Passage>
I've never heard of any case personally in Montral, nor even through the news. It must happen, but I think it's probably relatively rare.

However, if you want to be horrified, go search about the phenomenon of train gropings in Japan. Here's just a summary I found on the web:
Quote:
Chikan (Train groping)
# In Japan, more than 4000 men are arrested each year for groping on public transport.
# In 2001, a survey of two private high-schools in Tokyo revealed that more than 70% had been groped on the train.
# A recent survey of Japanese companies suggested that at least 17% of Japanese women have been groped in public.

Collected material>
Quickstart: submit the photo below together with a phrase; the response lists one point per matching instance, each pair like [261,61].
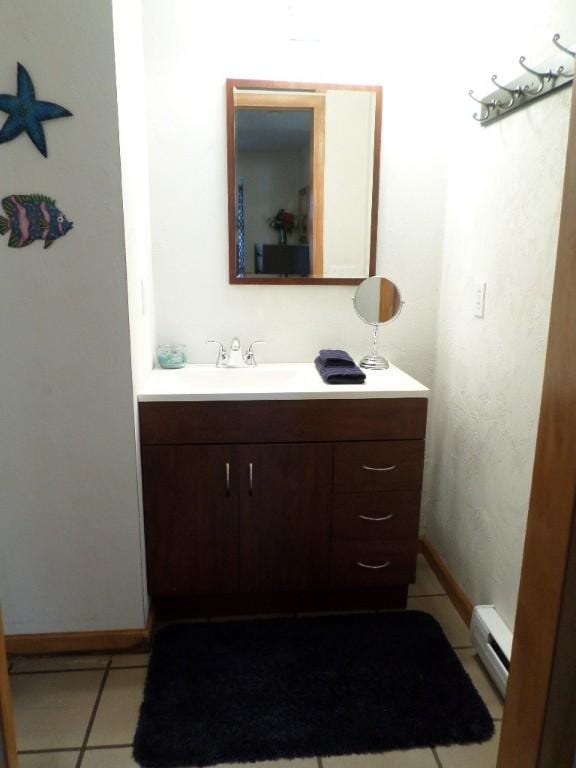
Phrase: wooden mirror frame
[310,88]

Stated goal>
Write out everything in the train groping post above from "# In 2001, a" down to "groped in public.", word for word.

Result of this task>
# In 2001, a survey of two private high-schools in Tokyo revealed that more than 70% had been groped on the train.
# A recent survey of Japanese companies suggested that at least 17% of Japanese women have been groped in public.